__EXERCISE AIM__
Every entry must be copied word for word.

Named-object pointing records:

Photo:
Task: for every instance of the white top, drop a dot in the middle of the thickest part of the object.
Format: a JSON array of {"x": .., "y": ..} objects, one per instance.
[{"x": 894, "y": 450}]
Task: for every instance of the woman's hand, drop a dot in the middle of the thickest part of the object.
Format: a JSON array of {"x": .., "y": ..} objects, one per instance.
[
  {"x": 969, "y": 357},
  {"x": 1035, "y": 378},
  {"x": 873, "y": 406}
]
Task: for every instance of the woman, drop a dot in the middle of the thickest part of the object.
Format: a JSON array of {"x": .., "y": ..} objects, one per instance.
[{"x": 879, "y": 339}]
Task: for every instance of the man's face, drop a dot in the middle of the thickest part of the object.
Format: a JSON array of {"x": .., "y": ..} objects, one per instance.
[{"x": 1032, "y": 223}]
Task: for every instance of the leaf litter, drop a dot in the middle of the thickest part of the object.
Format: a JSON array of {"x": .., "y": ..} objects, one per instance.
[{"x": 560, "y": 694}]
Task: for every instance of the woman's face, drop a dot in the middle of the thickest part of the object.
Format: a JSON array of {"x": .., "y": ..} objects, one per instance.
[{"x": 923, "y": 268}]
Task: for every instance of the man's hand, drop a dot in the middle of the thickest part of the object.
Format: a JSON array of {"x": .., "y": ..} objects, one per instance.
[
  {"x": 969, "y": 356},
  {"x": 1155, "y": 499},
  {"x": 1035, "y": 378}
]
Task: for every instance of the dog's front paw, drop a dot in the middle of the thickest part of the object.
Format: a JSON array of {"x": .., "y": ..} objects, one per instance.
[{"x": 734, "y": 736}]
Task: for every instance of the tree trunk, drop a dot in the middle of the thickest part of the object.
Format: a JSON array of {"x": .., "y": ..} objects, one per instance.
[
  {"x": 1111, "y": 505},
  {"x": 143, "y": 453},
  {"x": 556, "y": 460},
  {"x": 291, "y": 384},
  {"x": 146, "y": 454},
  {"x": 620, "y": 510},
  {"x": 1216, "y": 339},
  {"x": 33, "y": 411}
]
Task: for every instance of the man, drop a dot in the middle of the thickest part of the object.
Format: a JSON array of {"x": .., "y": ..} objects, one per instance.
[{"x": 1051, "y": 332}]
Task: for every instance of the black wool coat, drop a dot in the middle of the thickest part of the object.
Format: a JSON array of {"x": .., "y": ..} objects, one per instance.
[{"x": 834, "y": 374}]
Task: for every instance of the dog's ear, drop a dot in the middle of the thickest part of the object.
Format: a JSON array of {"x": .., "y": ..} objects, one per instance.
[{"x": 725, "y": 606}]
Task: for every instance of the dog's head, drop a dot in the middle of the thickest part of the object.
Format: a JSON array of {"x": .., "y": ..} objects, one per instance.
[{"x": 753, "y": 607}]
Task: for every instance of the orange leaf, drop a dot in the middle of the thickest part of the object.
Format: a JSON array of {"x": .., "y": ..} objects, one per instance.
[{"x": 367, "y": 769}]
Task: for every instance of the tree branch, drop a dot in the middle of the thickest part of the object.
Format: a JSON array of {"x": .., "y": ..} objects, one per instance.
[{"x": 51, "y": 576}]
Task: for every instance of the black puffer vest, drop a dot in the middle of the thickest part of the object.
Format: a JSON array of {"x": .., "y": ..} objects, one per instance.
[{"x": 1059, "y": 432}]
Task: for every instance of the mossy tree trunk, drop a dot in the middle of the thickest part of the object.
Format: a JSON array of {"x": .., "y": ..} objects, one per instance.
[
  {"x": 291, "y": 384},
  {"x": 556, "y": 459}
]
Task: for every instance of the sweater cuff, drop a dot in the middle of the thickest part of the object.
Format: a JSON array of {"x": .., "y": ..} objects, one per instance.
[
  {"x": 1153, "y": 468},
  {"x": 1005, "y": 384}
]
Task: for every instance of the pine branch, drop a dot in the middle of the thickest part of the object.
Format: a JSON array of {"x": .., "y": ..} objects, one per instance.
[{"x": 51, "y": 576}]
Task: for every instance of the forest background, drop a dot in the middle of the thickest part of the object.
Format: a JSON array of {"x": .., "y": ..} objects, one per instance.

__COMPLETE RESPONSE__
Photo:
Task: for every instance of the white top, drop a dot in the middle of the thickest part of the object.
Format: a JSON array of {"x": .., "y": ..} objects, one per instance.
[{"x": 894, "y": 450}]
Task: for every instance of the woman's hand, drop a dot in the middle of the thickest part of the object.
Format: a JSON array of {"x": .., "y": ..} objects, one per instance.
[
  {"x": 969, "y": 357},
  {"x": 1035, "y": 378},
  {"x": 873, "y": 406}
]
Task: for every instance of the woman, drop a dot in the middle of the thickest part of the object.
Format: a JSON array of {"x": .., "y": ..} objects, one per instance.
[{"x": 879, "y": 339}]
Task: for every instance of the man's face, drop a dot in the middle of the thickest part of the object.
Format: a JSON array of {"x": .., "y": ..} objects, one per instance.
[{"x": 1032, "y": 223}]
Task: for every instance of the leaf litter, drop a dot in the middle of the thickest part of the object.
Format: a JSON array of {"x": .., "y": ..} objects, one per instance.
[{"x": 560, "y": 694}]
Task: for every instance of the woman's face, drop a dot in the middle of the thickest part of the object.
Format: a JSON array of {"x": .., "y": ..} objects, one per instance.
[{"x": 923, "y": 268}]
Task: for every instance of the man's hand, drop a dot in the middle of the thickest part of the object.
Format: a JSON array of {"x": .., "y": ..} objects, one per instance.
[
  {"x": 969, "y": 356},
  {"x": 1155, "y": 499},
  {"x": 1035, "y": 378}
]
Task: for every instance of the dog's front paw, drop a dot in the middle of the thickest part of the object.
Format: a JSON array of {"x": .., "y": ..} objects, one per instance.
[{"x": 734, "y": 736}]
Task: for every instance of the tree trunk, drop a dot in the middle of the thickest part of the object.
Format: a JSON array of {"x": .., "y": ..} objects, one per instance.
[
  {"x": 1111, "y": 505},
  {"x": 143, "y": 453},
  {"x": 556, "y": 460},
  {"x": 291, "y": 384},
  {"x": 146, "y": 454},
  {"x": 620, "y": 510},
  {"x": 1216, "y": 339},
  {"x": 33, "y": 411}
]
Task: for every instance of the man, drop a dot in the middle of the thickest part of the object.
Format: a JSON array of {"x": .., "y": ..} objects, one per instance.
[{"x": 1051, "y": 332}]
Task: for every instance of the black wool coat, drop a dot in the middle of the thickest part of the object.
Format: a JSON array of {"x": .., "y": ..} objects, one per instance.
[{"x": 834, "y": 374}]
Task: for every instance of the dog's ear, drop a dot in the middle of the thickest part of the object.
Format: a JSON array of {"x": .., "y": ..} objects, one per instance.
[{"x": 725, "y": 606}]
Task: for every instance of the dog's head, drop a dot in the middle of the thickest part of the object.
Format: a JSON array of {"x": .., "y": ..} objects, one per instance.
[{"x": 753, "y": 607}]
Task: for every instance of the orange leaf, drop a dot in the middle of the thickest part of the object.
Format: a JSON array of {"x": .., "y": ..} objects, one per instance.
[{"x": 367, "y": 769}]
Task: for every instance of the tree branch, drop a dot in the middle of the thickest part of the object.
Format: a JSON array of {"x": .., "y": ..} objects, one per instance.
[{"x": 51, "y": 576}]
Task: for every instance of the black puffer vest, drop a dot in the middle of the thickest part of the object.
Format: a JSON array of {"x": .., "y": ..} objects, one per instance.
[{"x": 1059, "y": 432}]
Task: for every instance of the mossy tree trunk, drop a dot in the middle of the thickest part of the object.
Format: a JSON array of {"x": .., "y": ..} objects, one per instance.
[
  {"x": 291, "y": 384},
  {"x": 556, "y": 459}
]
Task: for every instance of the sweater cuff, drop a dot in the middle of the thickest part of the object.
Format: a JSON array of {"x": .., "y": ..} objects, one per instance.
[
  {"x": 1153, "y": 468},
  {"x": 1005, "y": 384}
]
Task: for every instance of the pine branch, drop a dot in the middle of the thickest part of the object.
Format: a JSON array of {"x": .., "y": ..} objects, one per instance.
[{"x": 51, "y": 576}]
Task: for every instance of the forest background, drop a dot in the middle of the thickest part of the object.
Format: a JSON array of {"x": .., "y": ..} objects, one per instance.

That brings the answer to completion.